● **Exercise brief**: Please continue the parliamentary passage below on the Mayor of London's powers of direction, picking up after its final sentence.
[start of Passage provided]
I made the analogy with NDPBs. Ministers do not normally consult Parliament on such directions and guidance before they are issued, but clearly Parliament, if it wants, can scrutinise any direction or guidance after it is issued. No doubt, if it is controversial, there will be parliamentary scrutiny after it is issued. Why should the Mayor be different?
Even the shorter period of 14 days still cramps the Mayors ability to issue urgent directions, which may be necessary in rapidly changing circumstances. Although many of the Mayors directions to functional bodies may not have been time critical to date, there could be time-critical directions in future.
As the noble Baroness, Lady Hamwee, pointed out, the amendment spreads out to the London boroughs. It would affect not just directions to functional bodies but the specific and limited powers of direction that the Mayor has over London boroughs in relation to transport, planning and waste, which are often time critical.
As we discussed in Committee, that is especially important in relation to planning and strategically important planning applications. The amendment would make that power of direction unworkable because, under the Mayor of London Order 2000, the Mayor has only 14 days to issue a direction of refusal to the borough. The amendments would drive a coach and horses through that.
[end of Passage provided]
[start of Listed records]
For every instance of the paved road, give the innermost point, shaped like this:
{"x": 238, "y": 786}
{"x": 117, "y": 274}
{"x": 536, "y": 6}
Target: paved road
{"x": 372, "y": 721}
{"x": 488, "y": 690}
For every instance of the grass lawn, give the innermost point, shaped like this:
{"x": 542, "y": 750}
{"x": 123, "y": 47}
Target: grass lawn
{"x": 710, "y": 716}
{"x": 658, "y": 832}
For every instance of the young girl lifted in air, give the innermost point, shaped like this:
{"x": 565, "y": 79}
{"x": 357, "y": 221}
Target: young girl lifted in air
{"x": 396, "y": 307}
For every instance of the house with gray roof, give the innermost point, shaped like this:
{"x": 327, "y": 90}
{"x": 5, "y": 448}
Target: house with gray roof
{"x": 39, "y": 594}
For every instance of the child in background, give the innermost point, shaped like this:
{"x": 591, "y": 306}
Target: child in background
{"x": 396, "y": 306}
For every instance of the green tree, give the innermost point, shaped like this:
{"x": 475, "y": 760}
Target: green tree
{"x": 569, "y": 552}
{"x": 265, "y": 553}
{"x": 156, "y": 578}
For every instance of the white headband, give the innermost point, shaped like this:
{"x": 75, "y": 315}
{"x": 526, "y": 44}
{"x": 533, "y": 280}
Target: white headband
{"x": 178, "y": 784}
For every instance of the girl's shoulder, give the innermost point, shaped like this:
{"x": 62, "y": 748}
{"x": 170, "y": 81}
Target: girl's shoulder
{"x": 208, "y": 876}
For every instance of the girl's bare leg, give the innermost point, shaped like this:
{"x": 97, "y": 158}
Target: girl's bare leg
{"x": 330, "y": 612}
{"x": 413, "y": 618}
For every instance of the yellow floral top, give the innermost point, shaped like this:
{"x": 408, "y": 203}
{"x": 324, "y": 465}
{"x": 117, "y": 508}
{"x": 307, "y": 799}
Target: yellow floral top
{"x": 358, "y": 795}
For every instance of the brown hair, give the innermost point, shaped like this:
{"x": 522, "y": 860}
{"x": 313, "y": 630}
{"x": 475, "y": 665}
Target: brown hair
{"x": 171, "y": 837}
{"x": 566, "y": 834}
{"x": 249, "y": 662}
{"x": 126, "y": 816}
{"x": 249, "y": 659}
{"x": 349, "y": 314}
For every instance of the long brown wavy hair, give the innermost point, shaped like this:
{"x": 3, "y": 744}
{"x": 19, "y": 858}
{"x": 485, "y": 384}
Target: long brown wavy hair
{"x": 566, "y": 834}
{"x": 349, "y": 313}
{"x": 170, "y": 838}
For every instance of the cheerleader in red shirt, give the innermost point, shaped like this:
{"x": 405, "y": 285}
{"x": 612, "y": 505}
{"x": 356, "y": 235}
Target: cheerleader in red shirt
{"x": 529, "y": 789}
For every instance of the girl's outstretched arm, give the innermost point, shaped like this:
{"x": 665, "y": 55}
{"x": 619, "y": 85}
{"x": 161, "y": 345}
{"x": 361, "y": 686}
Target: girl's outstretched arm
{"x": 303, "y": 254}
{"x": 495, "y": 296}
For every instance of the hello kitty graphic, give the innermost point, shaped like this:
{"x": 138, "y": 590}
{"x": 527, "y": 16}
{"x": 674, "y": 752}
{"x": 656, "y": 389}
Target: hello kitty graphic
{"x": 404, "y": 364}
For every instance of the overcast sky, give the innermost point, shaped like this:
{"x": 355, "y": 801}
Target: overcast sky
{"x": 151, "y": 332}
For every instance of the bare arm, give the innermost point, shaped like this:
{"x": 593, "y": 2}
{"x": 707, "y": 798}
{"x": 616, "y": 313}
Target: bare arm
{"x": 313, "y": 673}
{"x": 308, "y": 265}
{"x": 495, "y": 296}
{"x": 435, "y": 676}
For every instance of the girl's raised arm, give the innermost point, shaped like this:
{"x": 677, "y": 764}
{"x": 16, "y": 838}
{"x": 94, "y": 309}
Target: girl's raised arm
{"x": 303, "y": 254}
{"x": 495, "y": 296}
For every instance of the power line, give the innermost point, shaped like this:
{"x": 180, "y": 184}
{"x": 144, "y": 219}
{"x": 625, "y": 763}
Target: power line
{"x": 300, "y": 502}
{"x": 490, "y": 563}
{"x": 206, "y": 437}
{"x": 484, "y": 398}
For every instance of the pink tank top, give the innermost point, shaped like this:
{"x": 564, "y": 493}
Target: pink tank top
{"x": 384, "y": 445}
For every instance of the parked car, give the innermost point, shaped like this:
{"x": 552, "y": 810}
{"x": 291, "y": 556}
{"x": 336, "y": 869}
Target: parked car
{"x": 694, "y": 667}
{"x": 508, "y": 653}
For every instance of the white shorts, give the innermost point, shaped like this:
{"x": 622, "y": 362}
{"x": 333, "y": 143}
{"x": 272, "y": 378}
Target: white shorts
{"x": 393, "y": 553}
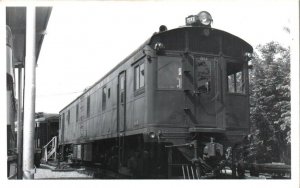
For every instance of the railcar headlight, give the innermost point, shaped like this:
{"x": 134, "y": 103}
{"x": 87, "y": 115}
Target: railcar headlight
{"x": 248, "y": 56}
{"x": 205, "y": 18}
{"x": 152, "y": 135}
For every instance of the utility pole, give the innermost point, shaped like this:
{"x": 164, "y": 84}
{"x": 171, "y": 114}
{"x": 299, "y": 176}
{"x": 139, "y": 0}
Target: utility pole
{"x": 20, "y": 125}
{"x": 29, "y": 94}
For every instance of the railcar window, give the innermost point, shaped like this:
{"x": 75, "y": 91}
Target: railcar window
{"x": 68, "y": 117}
{"x": 88, "y": 106}
{"x": 169, "y": 73}
{"x": 63, "y": 121}
{"x": 104, "y": 98}
{"x": 203, "y": 75}
{"x": 139, "y": 76}
{"x": 77, "y": 112}
{"x": 142, "y": 76}
{"x": 235, "y": 78}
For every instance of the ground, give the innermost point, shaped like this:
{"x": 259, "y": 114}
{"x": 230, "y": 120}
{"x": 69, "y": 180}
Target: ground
{"x": 46, "y": 172}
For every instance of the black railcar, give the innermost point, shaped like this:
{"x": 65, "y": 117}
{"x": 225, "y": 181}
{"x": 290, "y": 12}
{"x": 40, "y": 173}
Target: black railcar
{"x": 182, "y": 98}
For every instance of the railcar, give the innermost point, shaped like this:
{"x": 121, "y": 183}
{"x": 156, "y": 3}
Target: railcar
{"x": 171, "y": 108}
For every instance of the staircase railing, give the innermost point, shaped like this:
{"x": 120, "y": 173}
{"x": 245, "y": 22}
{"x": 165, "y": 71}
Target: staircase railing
{"x": 50, "y": 149}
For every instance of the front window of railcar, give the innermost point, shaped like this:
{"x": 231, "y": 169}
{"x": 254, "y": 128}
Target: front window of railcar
{"x": 235, "y": 78}
{"x": 203, "y": 75}
{"x": 169, "y": 72}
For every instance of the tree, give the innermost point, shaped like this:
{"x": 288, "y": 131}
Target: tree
{"x": 270, "y": 115}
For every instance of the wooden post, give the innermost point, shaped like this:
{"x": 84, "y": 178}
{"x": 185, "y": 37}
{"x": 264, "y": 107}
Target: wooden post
{"x": 20, "y": 125}
{"x": 170, "y": 162}
{"x": 29, "y": 98}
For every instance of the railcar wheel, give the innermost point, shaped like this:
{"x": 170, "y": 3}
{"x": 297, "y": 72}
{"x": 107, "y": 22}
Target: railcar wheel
{"x": 241, "y": 169}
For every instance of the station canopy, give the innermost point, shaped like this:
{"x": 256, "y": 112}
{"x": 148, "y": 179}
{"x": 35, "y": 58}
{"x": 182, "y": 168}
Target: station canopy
{"x": 16, "y": 20}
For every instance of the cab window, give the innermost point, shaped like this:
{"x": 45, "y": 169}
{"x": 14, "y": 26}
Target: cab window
{"x": 169, "y": 73}
{"x": 139, "y": 76}
{"x": 203, "y": 75}
{"x": 235, "y": 78}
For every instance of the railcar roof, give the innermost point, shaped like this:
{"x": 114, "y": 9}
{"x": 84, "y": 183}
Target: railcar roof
{"x": 148, "y": 42}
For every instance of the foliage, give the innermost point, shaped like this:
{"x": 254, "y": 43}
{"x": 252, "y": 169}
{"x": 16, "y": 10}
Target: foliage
{"x": 270, "y": 103}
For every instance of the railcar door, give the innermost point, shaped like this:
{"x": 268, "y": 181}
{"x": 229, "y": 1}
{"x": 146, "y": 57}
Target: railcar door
{"x": 121, "y": 124}
{"x": 202, "y": 88}
{"x": 121, "y": 102}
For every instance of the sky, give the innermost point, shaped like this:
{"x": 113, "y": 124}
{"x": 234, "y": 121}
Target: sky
{"x": 86, "y": 40}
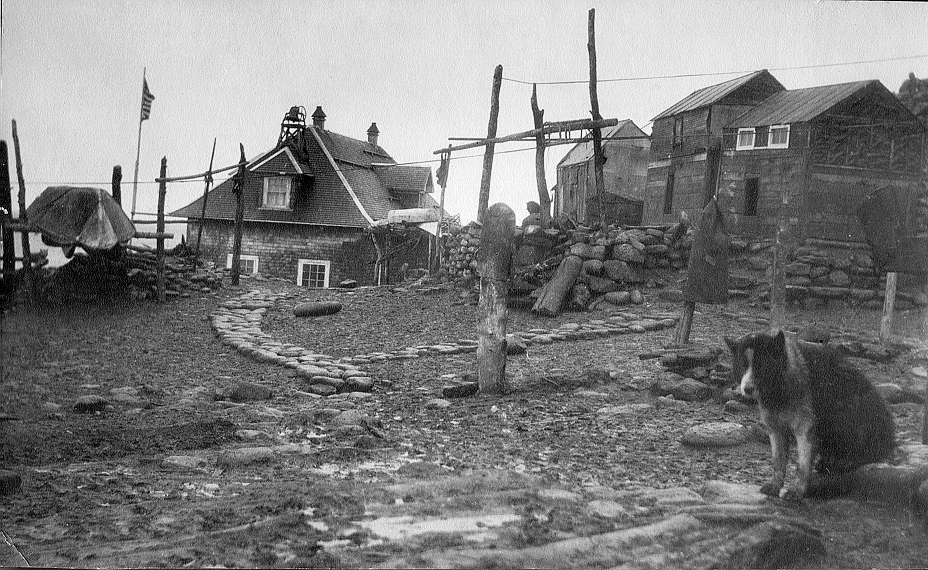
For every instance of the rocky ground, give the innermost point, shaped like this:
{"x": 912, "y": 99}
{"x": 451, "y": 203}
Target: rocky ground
{"x": 201, "y": 433}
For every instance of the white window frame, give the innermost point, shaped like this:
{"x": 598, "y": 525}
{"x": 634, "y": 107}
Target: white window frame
{"x": 738, "y": 145}
{"x": 300, "y": 264}
{"x": 253, "y": 258}
{"x": 770, "y": 143}
{"x": 287, "y": 196}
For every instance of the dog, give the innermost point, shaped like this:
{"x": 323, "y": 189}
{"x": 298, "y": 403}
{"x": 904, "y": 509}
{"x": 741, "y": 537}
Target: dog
{"x": 809, "y": 391}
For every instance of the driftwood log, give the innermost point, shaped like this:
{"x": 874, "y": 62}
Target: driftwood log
{"x": 556, "y": 290}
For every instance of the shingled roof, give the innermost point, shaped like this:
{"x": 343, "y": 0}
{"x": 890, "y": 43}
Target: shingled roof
{"x": 339, "y": 184}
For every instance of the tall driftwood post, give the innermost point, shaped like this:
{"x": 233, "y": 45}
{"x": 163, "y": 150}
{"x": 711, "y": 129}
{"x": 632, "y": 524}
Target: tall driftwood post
{"x": 889, "y": 305}
{"x": 117, "y": 184}
{"x": 29, "y": 280}
{"x": 209, "y": 180}
{"x": 778, "y": 270}
{"x": 598, "y": 158}
{"x": 159, "y": 251}
{"x": 6, "y": 203}
{"x": 238, "y": 188}
{"x": 494, "y": 263}
{"x": 543, "y": 199}
{"x": 484, "y": 198}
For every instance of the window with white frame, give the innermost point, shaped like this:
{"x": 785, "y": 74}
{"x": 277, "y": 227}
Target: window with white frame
{"x": 248, "y": 264}
{"x": 745, "y": 139}
{"x": 277, "y": 192}
{"x": 313, "y": 273}
{"x": 779, "y": 136}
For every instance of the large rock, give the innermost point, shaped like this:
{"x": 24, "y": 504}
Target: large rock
{"x": 317, "y": 309}
{"x": 715, "y": 434}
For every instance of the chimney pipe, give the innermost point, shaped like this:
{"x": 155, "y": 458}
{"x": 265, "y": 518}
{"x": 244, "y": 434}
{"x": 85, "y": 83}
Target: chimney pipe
{"x": 319, "y": 118}
{"x": 372, "y": 133}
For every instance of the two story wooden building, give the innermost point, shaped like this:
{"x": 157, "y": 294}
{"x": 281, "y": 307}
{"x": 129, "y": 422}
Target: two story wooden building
{"x": 311, "y": 206}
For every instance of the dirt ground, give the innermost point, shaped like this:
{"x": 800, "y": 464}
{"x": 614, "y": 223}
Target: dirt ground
{"x": 97, "y": 492}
[end of Listed records]
● **Result of this exercise**:
To reiterate my main point, although I have listened carefully to what the noble Baroness said, I believe that extending the Assemblys power of scrutiny to decisions that the Mayor intends to make is a retrograde step. It would fundamentally alter the balance of powers within the GLA. It would prevent the Mayor from acting in a strong and decisive way on behalf of Londoners. It would fetter his mayoral discretion to act quickly in response to unforeseen circumstances. I ask the noble Baroness to withdraw her amendment.
Baroness Hamwee: My Lords, again it is suggested that the amendment was tabled because of the current incumbent of the office. This may come as news to my noble friend, but I would still seek this power of direction if he were Mayor. Mind you, I think that he is going to say that he never will be. I expect that he would seek the same power if I were Mayor, although I never will be.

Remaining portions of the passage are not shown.